An identical copy of the data below is needed.

--- Supplied entries Enclosed Below ---

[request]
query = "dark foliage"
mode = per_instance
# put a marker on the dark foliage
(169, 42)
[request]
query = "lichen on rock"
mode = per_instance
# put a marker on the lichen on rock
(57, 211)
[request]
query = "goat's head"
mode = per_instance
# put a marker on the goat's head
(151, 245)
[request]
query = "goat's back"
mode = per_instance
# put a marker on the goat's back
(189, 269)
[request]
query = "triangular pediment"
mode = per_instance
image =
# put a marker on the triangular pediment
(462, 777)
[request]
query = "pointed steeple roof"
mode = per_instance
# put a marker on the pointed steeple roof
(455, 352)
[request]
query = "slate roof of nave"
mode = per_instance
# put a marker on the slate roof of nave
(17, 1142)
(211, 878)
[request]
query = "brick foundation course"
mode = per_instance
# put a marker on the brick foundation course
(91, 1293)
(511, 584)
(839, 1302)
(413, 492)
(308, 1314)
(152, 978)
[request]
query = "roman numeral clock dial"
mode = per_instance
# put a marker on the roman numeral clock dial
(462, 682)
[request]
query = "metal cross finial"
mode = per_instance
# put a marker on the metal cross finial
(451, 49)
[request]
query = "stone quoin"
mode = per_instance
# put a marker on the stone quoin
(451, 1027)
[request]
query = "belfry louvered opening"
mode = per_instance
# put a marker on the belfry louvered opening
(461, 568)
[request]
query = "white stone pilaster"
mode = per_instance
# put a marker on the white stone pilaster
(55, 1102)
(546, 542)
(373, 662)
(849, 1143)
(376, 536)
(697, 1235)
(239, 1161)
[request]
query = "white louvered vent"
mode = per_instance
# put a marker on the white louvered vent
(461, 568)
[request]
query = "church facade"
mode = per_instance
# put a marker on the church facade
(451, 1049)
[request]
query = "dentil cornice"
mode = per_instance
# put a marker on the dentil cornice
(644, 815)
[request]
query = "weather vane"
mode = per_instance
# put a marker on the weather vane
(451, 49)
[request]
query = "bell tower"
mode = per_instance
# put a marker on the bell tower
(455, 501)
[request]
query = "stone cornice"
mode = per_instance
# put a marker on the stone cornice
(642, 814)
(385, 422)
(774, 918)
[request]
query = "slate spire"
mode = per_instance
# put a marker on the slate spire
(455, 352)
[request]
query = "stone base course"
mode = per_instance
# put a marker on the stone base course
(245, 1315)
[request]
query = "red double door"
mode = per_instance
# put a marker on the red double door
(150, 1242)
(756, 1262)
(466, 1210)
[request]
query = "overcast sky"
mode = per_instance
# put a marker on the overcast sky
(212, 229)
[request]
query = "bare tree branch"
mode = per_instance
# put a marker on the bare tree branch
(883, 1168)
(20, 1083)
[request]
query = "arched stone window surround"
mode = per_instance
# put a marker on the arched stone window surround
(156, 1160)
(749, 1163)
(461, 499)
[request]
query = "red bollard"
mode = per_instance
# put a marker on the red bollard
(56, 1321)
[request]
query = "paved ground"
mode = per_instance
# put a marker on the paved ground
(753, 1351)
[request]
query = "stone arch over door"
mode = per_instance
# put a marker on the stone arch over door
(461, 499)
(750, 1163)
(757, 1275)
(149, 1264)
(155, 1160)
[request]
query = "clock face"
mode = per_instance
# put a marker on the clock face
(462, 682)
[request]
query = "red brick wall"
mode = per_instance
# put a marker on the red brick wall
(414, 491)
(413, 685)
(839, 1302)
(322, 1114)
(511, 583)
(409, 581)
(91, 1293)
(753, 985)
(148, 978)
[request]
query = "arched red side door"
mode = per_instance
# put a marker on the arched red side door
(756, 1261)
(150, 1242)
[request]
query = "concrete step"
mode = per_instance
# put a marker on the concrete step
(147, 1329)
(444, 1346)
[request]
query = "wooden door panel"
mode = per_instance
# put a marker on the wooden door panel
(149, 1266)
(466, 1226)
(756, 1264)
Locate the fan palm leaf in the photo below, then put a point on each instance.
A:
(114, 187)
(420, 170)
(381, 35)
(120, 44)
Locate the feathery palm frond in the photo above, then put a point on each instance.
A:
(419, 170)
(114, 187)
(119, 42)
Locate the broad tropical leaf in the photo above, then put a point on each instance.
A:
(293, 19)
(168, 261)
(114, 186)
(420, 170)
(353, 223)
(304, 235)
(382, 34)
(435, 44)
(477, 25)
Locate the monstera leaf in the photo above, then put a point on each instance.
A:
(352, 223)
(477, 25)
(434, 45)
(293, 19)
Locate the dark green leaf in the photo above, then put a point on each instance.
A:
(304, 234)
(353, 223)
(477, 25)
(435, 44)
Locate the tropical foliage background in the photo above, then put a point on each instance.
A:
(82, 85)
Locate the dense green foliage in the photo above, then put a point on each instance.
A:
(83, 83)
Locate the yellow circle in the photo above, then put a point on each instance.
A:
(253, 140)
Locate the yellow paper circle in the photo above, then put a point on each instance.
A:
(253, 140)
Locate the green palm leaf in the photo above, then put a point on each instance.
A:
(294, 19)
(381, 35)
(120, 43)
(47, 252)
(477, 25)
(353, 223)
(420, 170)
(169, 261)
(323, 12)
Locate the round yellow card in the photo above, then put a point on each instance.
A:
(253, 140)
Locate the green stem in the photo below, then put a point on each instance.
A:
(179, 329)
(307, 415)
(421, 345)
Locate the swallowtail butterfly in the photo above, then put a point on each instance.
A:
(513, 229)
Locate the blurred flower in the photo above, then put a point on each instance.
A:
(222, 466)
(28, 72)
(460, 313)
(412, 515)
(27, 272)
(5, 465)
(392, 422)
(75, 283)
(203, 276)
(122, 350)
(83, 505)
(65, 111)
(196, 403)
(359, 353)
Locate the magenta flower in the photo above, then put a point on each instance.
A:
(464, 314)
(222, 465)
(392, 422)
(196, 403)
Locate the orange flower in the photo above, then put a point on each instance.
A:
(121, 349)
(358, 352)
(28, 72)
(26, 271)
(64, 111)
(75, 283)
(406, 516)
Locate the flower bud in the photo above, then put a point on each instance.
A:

--- End of Enclosed Supplied entries ---

- **Exercise answer**
[request]
query = "dark foliage"
mode = per_instance
# put a marker on the dark foliage
(169, 42)
[request]
query = "lichen on rock"
mode = per_instance
# put a marker on the lichen on rock
(57, 211)
[request]
query = "goat's head"
mode = per_instance
# put a marker on the goat's head
(151, 245)
[request]
query = "goat's back"
mode = per_instance
# put a marker on the goat's back
(189, 269)
[request]
query = "triangular pediment"
mode = per_instance
image =
# put a marker on the triangular pediment
(462, 777)
[request]
query = "pointed steeple roof"
mode = per_instance
# put a marker on the pointed steeple roof
(455, 352)
[request]
query = "slate roof of nave"
mode = per_instance
# put a marker on the slate roof of nave
(17, 1142)
(211, 878)
[request]
query = "brick foundation course"
mode = per_instance
# put a marker on the brick foundation course
(91, 1293)
(511, 584)
(839, 1302)
(413, 492)
(308, 1314)
(152, 978)
[request]
query = "roman numeral clock dial"
mode = per_instance
# put a marker on the roman numeral clock dial
(462, 682)
[request]
query = "metal cross finial"
mode = per_instance
# put a marker on the metal cross finial
(451, 49)
[request]
query = "stone quoin"
mode = per_instance
# put a marker on the stone quoin
(451, 1027)
[request]
query = "belfry louvered opening"
mode = per_instance
# put a marker on the belfry louvered opening
(461, 568)
[request]
query = "white stone pilaster"
mode = per_instance
# put a marker on the white stone pilaster
(55, 1102)
(546, 542)
(373, 662)
(849, 1143)
(376, 536)
(697, 1235)
(239, 1161)
[request]
query = "white louvered vent"
mode = per_instance
# put a marker on the white louvered vent
(461, 568)
[request]
query = "church facade"
mode = per_instance
# put a marker on the church facade
(451, 1049)
[request]
query = "dentil cornice"
mode = per_instance
# put a marker on the dentil cornice
(644, 815)
[request]
query = "weather vane"
mode = per_instance
# put a marker on the weather vane
(451, 49)
[request]
query = "bell tower"
mode = per_instance
# put a marker on the bell tower
(455, 501)
[request]
query = "stone cornice"
mode = per_instance
# put a marker on the stone cornice
(642, 814)
(385, 422)
(774, 918)
[request]
query = "slate spire"
mode = per_instance
# put a marker on the slate spire
(455, 352)
[request]
query = "stone base course"
mode = per_instance
# put a marker on the stone base course
(245, 1315)
[request]
query = "red double door"
mode = per_instance
# put a marker on the red double door
(150, 1242)
(756, 1262)
(466, 1210)
[request]
query = "overcast sky"
mode = per_instance
# put a marker on the overcast sky
(212, 229)
[request]
query = "bare tree branch"
mode = per_instance
# put a marker on the bare tree branch
(883, 1168)
(20, 1083)
[request]
query = "arched stone window surround"
mode = per_instance
# put a marker on the arched stone window surround
(156, 1160)
(749, 1163)
(461, 499)
[request]
query = "red bollard"
mode = per_instance
# put a marker on the red bollard
(56, 1321)
[request]
query = "paved ground"
mode = per_instance
# put a marker on the paved ground
(753, 1351)
[request]
query = "stone arch over door"
mode = per_instance
# put a marker on the stone arch over door
(461, 499)
(750, 1163)
(757, 1275)
(149, 1264)
(155, 1160)
[request]
query = "clock face"
mode = per_instance
# put a marker on the clock face
(462, 682)
[request]
query = "red brick wall"
mode = per_instance
# put a marker on the red brick wall
(414, 491)
(413, 685)
(839, 1302)
(322, 1114)
(511, 583)
(409, 581)
(91, 1293)
(753, 985)
(148, 978)
[request]
query = "arched red side door"
mode = per_instance
# put a marker on the arched red side door
(756, 1261)
(150, 1242)
[request]
query = "concrete step"
mode = per_instance
# put a marker on the concrete step
(147, 1329)
(444, 1346)
[request]
query = "wooden door panel"
mode = per_instance
# put a marker on the wooden door panel
(149, 1266)
(466, 1226)
(756, 1264)
Locate the fan palm leaf in the photo below, then put a point on each instance.
A:
(114, 187)
(420, 170)
(381, 35)
(120, 44)
Locate the feathery palm frond in the photo above, then put a point on each instance.
A:
(419, 170)
(114, 187)
(119, 42)
Locate the broad tropical leaf in the photo above, then put a point on each instance.
A:
(293, 19)
(168, 261)
(114, 186)
(420, 170)
(353, 223)
(304, 235)
(382, 34)
(435, 44)
(477, 25)
Locate the monstera leaf in the photo above, then put a point on each instance.
A:
(352, 223)
(477, 25)
(434, 45)
(293, 19)
Locate the dark green leaf in the photo above, then put a point on each instance.
A:
(304, 234)
(353, 223)
(477, 25)
(435, 44)
Locate the tropical foliage background in the photo above, then put a point on each instance.
A:
(82, 85)
Locate the dense green foliage in the photo above, then put a point on each instance.
A:
(83, 83)
Locate the yellow circle in the photo above, then put a point on each instance.
A:
(253, 140)
Locate the yellow paper circle in the photo above, then put a point on each instance.
A:
(253, 140)
Locate the green palm leaf in the photo above, then put a point on each instance.
A:
(294, 19)
(381, 35)
(120, 43)
(47, 252)
(477, 25)
(353, 223)
(420, 170)
(169, 261)
(323, 12)
Locate the round yellow card in the photo above, then put a point on each instance.
A:
(253, 140)
Locate the green stem in the photo below, then put a point on each instance.
A:
(179, 329)
(307, 415)
(421, 345)
Locate the swallowtail butterfly in the photo above, then put a point on each instance.
A:
(513, 229)
Locate the blurred flower in the photo above, then put a point on each instance.
A:
(222, 466)
(28, 72)
(460, 313)
(412, 515)
(27, 272)
(5, 465)
(392, 422)
(75, 283)
(203, 276)
(122, 350)
(83, 505)
(65, 111)
(196, 403)
(359, 353)
Locate the magenta flower in the photo above, then put a point on each instance.
A:
(464, 314)
(222, 465)
(392, 422)
(196, 403)
Locate the orange flower in the photo above, then put a point on each instance.
A:
(121, 349)
(358, 352)
(28, 72)
(26, 271)
(64, 111)
(75, 283)
(406, 516)
Locate the flower bud in the photo above, then put a point on each instance.
A:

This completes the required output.